= Data to process =
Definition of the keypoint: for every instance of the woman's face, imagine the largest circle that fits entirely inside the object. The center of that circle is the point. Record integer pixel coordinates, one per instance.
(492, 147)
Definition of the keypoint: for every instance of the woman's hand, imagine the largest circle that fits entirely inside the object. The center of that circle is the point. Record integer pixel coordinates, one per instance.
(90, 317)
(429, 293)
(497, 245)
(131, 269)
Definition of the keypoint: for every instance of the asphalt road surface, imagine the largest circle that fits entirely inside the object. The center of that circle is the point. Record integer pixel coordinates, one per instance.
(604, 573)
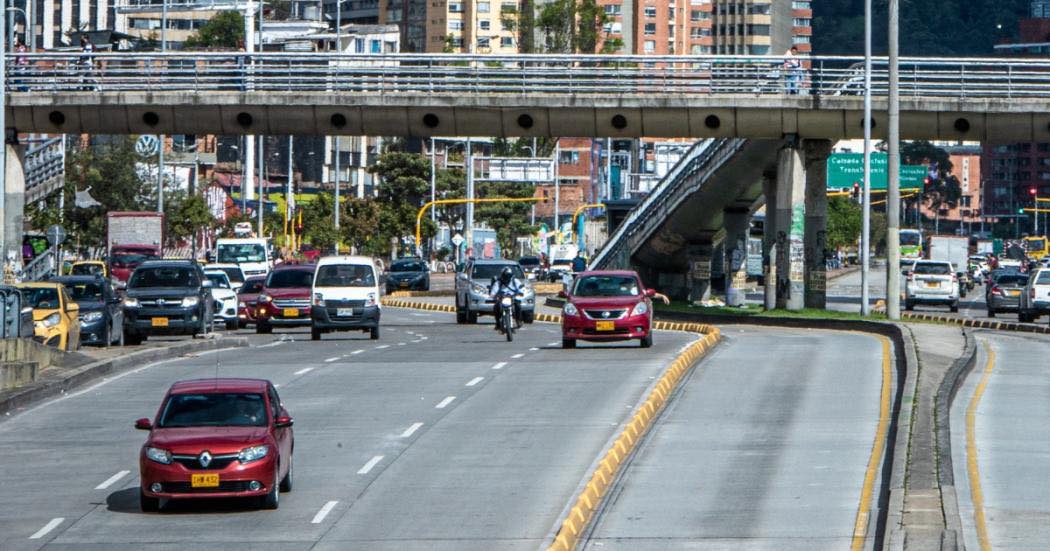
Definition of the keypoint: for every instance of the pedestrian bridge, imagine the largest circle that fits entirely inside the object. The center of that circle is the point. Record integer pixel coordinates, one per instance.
(520, 96)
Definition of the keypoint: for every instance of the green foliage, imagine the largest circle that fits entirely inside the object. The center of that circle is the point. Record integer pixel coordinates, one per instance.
(224, 30)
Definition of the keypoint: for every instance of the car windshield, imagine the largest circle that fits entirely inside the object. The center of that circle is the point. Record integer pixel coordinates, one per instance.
(91, 269)
(85, 292)
(173, 276)
(128, 259)
(344, 275)
(290, 278)
(607, 285)
(213, 409)
(242, 253)
(218, 279)
(486, 272)
(41, 297)
(932, 269)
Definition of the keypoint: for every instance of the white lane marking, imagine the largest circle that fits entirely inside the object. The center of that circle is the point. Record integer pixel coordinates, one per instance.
(323, 512)
(47, 528)
(411, 430)
(372, 463)
(109, 482)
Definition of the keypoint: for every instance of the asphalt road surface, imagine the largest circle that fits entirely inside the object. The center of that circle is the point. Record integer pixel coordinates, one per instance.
(767, 446)
(1001, 444)
(436, 437)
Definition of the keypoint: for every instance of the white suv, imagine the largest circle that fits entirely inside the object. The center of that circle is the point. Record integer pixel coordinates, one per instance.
(931, 282)
(1035, 298)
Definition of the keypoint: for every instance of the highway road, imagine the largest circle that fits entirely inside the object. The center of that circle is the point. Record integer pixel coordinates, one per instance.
(1001, 444)
(437, 437)
(769, 445)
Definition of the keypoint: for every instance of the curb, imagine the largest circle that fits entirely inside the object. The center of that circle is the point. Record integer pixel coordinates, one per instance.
(45, 388)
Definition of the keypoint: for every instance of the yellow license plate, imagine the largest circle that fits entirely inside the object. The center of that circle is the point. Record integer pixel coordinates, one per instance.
(204, 481)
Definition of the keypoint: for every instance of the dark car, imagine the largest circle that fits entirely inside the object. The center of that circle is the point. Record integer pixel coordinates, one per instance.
(408, 274)
(101, 310)
(285, 298)
(216, 438)
(167, 297)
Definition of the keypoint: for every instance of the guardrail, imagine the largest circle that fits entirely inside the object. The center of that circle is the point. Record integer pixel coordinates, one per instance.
(476, 75)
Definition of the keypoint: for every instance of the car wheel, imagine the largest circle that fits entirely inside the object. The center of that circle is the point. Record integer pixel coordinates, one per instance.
(286, 483)
(147, 504)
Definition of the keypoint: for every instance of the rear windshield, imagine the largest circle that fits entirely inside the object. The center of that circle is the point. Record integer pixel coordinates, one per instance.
(290, 278)
(932, 269)
(345, 275)
(150, 277)
(213, 409)
(490, 271)
(607, 287)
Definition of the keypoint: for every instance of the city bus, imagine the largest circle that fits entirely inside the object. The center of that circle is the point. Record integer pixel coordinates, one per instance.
(910, 244)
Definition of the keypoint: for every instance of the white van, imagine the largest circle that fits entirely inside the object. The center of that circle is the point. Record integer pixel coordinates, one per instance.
(345, 296)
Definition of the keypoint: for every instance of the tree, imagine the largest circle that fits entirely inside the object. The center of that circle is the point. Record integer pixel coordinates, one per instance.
(224, 30)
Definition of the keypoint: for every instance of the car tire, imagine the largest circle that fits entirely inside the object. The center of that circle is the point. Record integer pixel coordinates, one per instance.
(147, 504)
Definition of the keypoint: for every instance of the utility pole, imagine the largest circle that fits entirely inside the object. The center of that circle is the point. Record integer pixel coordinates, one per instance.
(865, 235)
(894, 173)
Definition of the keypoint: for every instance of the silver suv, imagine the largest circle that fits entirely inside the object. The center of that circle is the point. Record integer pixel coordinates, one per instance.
(473, 285)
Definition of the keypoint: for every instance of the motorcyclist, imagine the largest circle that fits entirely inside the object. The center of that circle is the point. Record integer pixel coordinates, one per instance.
(506, 284)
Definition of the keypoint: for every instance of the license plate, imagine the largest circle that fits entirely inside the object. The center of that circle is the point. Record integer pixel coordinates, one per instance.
(204, 481)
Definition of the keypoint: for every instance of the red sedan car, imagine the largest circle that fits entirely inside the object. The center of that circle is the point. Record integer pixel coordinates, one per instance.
(247, 297)
(217, 438)
(607, 305)
(285, 298)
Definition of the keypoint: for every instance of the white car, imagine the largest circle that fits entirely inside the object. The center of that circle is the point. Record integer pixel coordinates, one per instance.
(931, 282)
(1035, 298)
(225, 296)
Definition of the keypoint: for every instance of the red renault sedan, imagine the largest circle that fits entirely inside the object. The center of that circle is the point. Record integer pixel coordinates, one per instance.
(607, 305)
(217, 438)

= Task instructions =
For each line above, output its wording exactly and leave out any picture.

= The completed task =
Definition of the keypoint: for every instance of the woman's face, imagine the largest circle that fits entirely inside the object. The center of that circle is the point. Record integer pixel coordinates, one per instance.
(492, 147)
Definition of the keypoint: for every instance of the woman's hand, imagine the largest circle that fits entirely inside the object. The center of that circle is the point. Record integer pixel coordinates, one per instance.
(90, 317)
(429, 293)
(497, 245)
(131, 269)
Definition of the keypoint: for every instance of the asphalt road surface, imagine the largest circle that fits entirely inside the object. The center of that circle is the point. Record integer pixel coordinates, one per instance.
(604, 573)
Definition of the keypoint: for every instance of the pedestrian bridge, imagine the largest circle that fits entirely inside the object. The center of that circle is the point. Record integer pixel coordinates, one per instance.
(520, 96)
Definition of the keypoint: for every instance of the green foliage, imagine the largest circle that fits entirely inside the object. The center of that circle is the point. Record integer pixel coordinates, one per instance.
(224, 30)
Definition of the keypoint: for every instance of the car windshield, imagine the largest circle that fits entirely inside the object. The center of that circle is the point. Record integer pixel coordinates, one per instance.
(91, 269)
(85, 292)
(173, 276)
(128, 259)
(344, 275)
(290, 278)
(607, 285)
(213, 409)
(242, 253)
(218, 279)
(486, 272)
(41, 297)
(932, 269)
Definition of the keypoint: for every instance of the white lane marking, imagine the largest circle that fits entirely inside the object. The center of that circle is the point. Record integer pixel coordinates, one per instance.
(323, 512)
(47, 528)
(411, 430)
(372, 463)
(109, 482)
Definition of the keypoint: for every instance of the asphalt road surface, imagine the largest circle that fits entirely inside the object. The center of that circle is the point. Record integer pixel coordinates, one per instance.
(767, 446)
(1001, 444)
(436, 437)
Definition of the keypoint: for every instance of the white suv, imagine the largest circle that fits entirely inside the object. The center of that circle is the point. Record integer pixel coordinates, one per instance.
(931, 282)
(1035, 298)
Definition of the keypoint: for every instance of the highway road, imagine the largest circle that fits entirely inside the object. The center of that circle is the point. Record integer pixel coordinates, one per instance.
(1001, 444)
(437, 437)
(769, 445)
Definition of the keypoint: for every instance of the curb, imagine the largest circle that fits entirely inside the object. The center of that circle is the point. Record integer pixel coordinates, one per instance.
(45, 388)
Definition of the keypoint: for every instance of the yellow license plate, imagine the largest circle that fits entirely inside the object. The center of that circle is the point. Record integer pixel coordinates, one per instance.
(204, 481)
Definition of the keypoint: for every instance of the dark car, imagine the largest circle that fits entirely inside the object. The center of that circle is the point. Record integer pixel coordinates, one per instance.
(408, 274)
(101, 310)
(285, 298)
(216, 438)
(167, 297)
Definition of the keypoint: for every instance of the guardrail, imagine the largest circle that fits entirely inside the object. The center of that circle is the point. Record integer pixel coordinates, one per instance.
(476, 75)
Definition of the keypoint: for every instance of the car wheel, imagine the largest circle that fits entirely inside the object. The center of that circle is the point. Record integer pixel coordinates, one per instance.
(286, 483)
(147, 504)
Definition of the keypoint: for every instance of the rear windshield, imagine the largest circle that fits entirely inside the object. The center of that circle is the point. Record integer pixel coordinates, one per instance.
(290, 278)
(932, 269)
(345, 275)
(150, 277)
(213, 409)
(490, 271)
(607, 287)
Definition of the keypoint: for every instance of the city bus, imagine the largest circle that fits entirely inside the object. The center of that circle is the point. Record integer pixel coordinates, one per instance.
(910, 244)
Definition of the keypoint: for every instance of the white van, imagine the largest circle that fits entirely inside the object. The center of that circle is the point. Record integer pixel coordinates, one per instance.
(345, 296)
Definition of the keypoint: for every instance of the tree, imagine the largest circle that fits entirely inside the object. The center of that circle is the point. Record integer pixel coordinates, one per instance.
(224, 30)
Definition of the keypoint: for every instance of the car tire, imagine the largest circle that fits entirely inside the object. The center of that circle is the point. Record integer pixel coordinates, one per instance.
(147, 504)
Definition of the keypoint: for every instance of the utility pole, imagine the largest circle that fits entirely inside the object. The center of that circle is the point. Record integer pixel coordinates, one per instance.
(865, 235)
(894, 173)
Definition of the keypoint: for every instance of the silver suv, imagine the largest circle that fits entirely inside the object. The center of that circle is the point. Record integer pixel coordinates, one per instance.
(473, 285)
Definition of the keypoint: for every instance of the motorcyclist, imagine the largest circle that fits entirely inside the object. The center of that circle is the point. Record integer pixel coordinates, one per instance.
(506, 284)
Definition of the keypoint: for every instance of the license plate, imagine the largest circle that fits entirely inside the object. The center of that circle is the point. Record integer pixel coordinates, one per instance.
(204, 481)
Definition of the keypoint: for every instance of the red sedan car, imagine the largest circle that fits entirely inside the object. The center of that circle is the point. Record integer pixel coordinates, one per instance.
(247, 297)
(217, 438)
(607, 305)
(285, 298)
Definition of the keypoint: for every instance of the white car, imagine the largest circle that fits entirely inside the object. The center of that circle is the point. Record integer pixel coordinates, one per instance.
(931, 282)
(1035, 298)
(225, 296)
Definition of the keypoint: for every instance of the red renault sedan, imagine the largest circle that fits entirely inside the object. The center of that circle is the point. Record integer pixel coordinates, one per instance.
(607, 305)
(217, 438)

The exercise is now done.